Text shown =>
=-=-=-=-=

Pointing accuracy and latencies

Mean performance for both groups (supported and unsupported) across each phase (baseline, training and test) are shown in Fig. 3. Trial-level data were entered into a single linear mixed model with four fixed factors: phase (baseline, training and test), group (supported, unsupported), target speed (fixed, moving) and heading (forward, else). A random-effect intercept was also entered for participant identity. For heading, we separated trials based on ownship heading. If ownship was within 30° of North, then the participants’ perspective roughly aligned with the time-bearing plot (similar to how the “look forward” ratio was calculated). These “forward-facing” trials were expected to be less demanding than the other trials (labelled “non-forward-facing”). The participant random-effect allowed us to model the inter-individual differences in pre-existing ability and performance.

=-=-=-=-=

Data listing:
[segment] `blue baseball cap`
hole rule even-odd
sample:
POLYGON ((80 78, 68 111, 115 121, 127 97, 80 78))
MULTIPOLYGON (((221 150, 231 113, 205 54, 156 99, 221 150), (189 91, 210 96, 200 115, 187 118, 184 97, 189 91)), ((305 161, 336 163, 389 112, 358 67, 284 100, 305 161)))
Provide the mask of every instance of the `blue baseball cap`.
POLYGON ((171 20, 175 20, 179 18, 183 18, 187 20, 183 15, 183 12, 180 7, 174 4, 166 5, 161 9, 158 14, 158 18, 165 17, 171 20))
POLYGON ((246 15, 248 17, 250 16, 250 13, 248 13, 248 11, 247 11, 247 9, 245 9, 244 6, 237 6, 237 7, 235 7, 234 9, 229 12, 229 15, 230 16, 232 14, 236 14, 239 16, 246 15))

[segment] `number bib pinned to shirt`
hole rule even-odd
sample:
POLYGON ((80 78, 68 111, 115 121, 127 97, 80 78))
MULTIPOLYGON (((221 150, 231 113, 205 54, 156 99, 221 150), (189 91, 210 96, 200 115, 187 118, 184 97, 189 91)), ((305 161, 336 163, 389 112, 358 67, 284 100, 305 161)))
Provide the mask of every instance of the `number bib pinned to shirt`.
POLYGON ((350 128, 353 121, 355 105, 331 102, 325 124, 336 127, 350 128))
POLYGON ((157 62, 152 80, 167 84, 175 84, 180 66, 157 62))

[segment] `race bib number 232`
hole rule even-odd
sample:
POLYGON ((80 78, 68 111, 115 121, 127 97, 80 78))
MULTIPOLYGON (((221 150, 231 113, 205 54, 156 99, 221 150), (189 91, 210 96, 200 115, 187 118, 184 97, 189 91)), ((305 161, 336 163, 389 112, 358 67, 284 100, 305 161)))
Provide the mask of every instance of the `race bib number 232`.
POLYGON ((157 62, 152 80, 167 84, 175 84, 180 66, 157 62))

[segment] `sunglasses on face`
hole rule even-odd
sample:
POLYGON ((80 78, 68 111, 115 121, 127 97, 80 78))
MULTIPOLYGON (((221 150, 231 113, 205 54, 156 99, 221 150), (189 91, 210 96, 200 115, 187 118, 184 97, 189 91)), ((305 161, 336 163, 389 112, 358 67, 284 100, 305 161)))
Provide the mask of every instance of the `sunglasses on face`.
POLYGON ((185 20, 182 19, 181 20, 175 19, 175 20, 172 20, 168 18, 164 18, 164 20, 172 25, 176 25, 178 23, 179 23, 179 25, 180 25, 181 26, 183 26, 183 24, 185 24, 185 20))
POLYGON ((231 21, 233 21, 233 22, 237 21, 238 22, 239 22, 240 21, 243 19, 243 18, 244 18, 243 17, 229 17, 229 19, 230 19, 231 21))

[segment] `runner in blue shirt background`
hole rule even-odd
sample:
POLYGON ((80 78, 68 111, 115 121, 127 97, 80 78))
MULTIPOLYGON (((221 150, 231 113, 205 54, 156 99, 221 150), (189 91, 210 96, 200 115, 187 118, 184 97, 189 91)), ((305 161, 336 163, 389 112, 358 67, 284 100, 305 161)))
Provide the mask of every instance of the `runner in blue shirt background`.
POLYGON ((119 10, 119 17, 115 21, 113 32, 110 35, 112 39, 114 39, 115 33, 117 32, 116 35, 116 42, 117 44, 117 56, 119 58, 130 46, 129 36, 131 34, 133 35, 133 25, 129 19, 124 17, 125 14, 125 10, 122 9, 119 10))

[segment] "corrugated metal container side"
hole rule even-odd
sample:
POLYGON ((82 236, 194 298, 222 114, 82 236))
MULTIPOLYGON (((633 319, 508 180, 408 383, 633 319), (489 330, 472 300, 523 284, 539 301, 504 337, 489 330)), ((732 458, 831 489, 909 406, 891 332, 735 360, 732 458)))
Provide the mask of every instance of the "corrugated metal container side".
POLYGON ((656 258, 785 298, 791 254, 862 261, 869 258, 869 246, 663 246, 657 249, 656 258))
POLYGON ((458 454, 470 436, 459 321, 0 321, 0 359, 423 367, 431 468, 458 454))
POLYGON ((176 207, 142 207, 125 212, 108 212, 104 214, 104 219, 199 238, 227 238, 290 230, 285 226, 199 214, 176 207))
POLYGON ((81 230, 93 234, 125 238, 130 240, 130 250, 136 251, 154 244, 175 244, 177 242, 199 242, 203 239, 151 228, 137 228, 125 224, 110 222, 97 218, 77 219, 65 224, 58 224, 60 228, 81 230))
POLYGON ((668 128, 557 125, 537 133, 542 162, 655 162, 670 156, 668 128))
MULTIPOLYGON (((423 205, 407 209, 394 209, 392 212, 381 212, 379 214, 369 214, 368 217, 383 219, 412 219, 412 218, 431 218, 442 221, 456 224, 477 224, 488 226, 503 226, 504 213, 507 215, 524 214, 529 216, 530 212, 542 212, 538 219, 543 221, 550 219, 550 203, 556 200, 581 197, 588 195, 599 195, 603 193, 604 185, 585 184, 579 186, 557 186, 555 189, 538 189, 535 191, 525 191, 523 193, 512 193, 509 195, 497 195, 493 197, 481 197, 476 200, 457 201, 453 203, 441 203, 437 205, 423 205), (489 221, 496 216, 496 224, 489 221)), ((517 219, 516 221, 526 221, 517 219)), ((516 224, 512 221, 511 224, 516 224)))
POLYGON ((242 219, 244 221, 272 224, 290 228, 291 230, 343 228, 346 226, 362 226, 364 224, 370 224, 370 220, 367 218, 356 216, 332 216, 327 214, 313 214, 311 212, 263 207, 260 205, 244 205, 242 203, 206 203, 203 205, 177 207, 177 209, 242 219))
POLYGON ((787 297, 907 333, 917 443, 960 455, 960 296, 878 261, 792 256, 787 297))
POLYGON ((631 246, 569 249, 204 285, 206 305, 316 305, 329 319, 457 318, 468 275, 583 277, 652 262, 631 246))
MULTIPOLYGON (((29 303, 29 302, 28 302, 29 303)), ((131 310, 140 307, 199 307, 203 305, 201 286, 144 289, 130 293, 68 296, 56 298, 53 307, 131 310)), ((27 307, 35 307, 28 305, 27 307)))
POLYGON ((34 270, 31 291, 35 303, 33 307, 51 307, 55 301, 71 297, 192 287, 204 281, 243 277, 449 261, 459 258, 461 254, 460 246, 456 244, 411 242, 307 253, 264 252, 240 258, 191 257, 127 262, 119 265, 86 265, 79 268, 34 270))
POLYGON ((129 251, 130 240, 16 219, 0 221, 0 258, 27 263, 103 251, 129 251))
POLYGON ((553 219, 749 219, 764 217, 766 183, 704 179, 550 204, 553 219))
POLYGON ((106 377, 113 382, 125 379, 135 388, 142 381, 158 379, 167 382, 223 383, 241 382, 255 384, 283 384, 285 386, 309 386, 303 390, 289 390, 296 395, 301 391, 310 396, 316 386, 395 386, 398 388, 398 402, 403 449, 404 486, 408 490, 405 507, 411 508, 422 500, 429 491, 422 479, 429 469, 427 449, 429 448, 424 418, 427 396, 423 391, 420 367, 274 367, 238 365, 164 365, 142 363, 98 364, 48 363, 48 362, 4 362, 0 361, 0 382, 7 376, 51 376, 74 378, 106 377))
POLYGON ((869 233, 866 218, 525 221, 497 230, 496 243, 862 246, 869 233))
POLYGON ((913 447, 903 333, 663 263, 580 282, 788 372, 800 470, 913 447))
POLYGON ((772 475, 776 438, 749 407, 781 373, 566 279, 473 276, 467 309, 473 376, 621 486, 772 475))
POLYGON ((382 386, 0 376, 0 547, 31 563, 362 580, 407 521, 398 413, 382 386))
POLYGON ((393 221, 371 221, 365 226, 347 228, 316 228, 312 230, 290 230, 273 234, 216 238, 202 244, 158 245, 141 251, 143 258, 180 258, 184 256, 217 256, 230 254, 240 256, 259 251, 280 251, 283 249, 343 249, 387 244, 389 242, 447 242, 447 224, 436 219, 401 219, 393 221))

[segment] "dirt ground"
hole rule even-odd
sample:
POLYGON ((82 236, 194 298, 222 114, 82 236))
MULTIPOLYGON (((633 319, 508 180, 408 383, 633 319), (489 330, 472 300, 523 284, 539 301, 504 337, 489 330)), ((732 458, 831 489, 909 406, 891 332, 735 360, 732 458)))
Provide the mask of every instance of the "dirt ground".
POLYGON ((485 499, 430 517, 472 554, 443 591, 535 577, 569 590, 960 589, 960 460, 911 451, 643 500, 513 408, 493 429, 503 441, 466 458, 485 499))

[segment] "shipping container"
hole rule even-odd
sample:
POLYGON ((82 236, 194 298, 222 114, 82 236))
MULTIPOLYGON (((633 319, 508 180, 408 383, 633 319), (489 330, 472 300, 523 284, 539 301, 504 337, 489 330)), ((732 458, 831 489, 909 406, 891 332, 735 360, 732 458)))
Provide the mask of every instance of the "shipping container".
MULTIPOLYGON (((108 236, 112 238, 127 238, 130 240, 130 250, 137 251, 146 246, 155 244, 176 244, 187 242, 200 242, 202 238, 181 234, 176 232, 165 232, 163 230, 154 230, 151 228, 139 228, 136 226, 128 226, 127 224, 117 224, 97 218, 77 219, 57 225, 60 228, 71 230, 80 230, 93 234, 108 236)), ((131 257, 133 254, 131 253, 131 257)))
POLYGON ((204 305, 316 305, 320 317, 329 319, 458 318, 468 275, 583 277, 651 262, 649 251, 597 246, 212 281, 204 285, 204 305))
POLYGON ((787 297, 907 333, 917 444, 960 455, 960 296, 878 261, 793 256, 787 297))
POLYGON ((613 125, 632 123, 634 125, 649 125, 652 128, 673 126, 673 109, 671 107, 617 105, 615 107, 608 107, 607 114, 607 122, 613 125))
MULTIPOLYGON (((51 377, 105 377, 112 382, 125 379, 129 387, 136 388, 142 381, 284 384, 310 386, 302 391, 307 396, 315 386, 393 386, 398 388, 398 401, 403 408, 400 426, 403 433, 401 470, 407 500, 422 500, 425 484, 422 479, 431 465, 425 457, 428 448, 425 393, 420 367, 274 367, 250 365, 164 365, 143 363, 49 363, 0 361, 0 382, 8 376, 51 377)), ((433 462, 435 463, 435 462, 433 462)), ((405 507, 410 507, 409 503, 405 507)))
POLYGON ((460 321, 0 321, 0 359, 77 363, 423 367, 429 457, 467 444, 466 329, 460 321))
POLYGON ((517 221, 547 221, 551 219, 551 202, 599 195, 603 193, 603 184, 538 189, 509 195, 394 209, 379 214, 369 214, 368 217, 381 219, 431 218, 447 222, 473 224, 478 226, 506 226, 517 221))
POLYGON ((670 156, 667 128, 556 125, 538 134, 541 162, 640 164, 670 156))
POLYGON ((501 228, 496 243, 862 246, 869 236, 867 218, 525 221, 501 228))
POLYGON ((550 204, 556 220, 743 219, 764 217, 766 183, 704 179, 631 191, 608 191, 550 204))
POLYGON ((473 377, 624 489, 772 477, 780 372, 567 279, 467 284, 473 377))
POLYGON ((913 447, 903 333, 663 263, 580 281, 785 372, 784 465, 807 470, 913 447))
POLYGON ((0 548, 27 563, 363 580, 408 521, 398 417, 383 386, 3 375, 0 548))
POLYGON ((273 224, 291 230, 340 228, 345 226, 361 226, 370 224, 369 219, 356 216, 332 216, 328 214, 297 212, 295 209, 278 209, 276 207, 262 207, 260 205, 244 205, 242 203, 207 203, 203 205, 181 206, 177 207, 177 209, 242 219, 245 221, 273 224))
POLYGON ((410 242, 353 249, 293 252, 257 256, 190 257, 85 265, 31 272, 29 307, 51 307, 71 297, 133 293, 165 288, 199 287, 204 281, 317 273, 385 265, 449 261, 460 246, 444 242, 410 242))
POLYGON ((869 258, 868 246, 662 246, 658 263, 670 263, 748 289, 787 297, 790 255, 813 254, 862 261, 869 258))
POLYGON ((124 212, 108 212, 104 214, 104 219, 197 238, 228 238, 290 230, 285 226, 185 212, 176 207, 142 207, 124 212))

=-=-=-=-=

Parts of the exercise =>
**a)** In the passage on pointing accuracy and latencies, how close to North did ownship heading have to be for a trial to count as forward-facing?
**b)** Resume the passage on pointing accuracy and latencies after its final sentence.
The records were taken from a separate source.

Results in order =>
**a)** Within 30° of North.

**b)**
There were significant main effects of phase F(2, 8122.34) = 196.99, p < 0.001, ηP^2^ = 0.05, heading, F(1, 8126.26) = 197.62, p < 0.001, ηP^2^ = 0.02, and boat speed, F(1, 8120.88) = 103.65, p < 0.001, ηP^2^ = 0.01. The main effect of group was not significant, F(1, 63.68) = 0.05, p = 0.82, ηP^2^ < 0.001. As shown in Fig. 3, participants were generally more accurate when they were facing forwards, and both groups tended to perform more accurately in the latter two phases (training and test) than in the baseline phase. Participants were generally more accurate when the target was static than dynamic (comparison not shown).

The effects of primary interest were those involving the interaction of phase and group. Phase significantly interacted with group, F(2,8122.34) = 95.46, p < 0.001, ηP^2^ = 0.02. The effect of phase on differences between the groups was not involved in a three-way interaction with boat speed, F(2, 8120.87) = 0.92, p = 0.41, ηP^2^ < 0.001, but it did significantly interact with heading, F(2, 8125.99) = 11.72, p < 0.001, ηP^2^ = 0.002. As can be seen in Fig. 3, the same general pattern held across both headings (shown individually in the left and right panels), but the differences between groups were more evident in the non-forward-facing trials (left panel).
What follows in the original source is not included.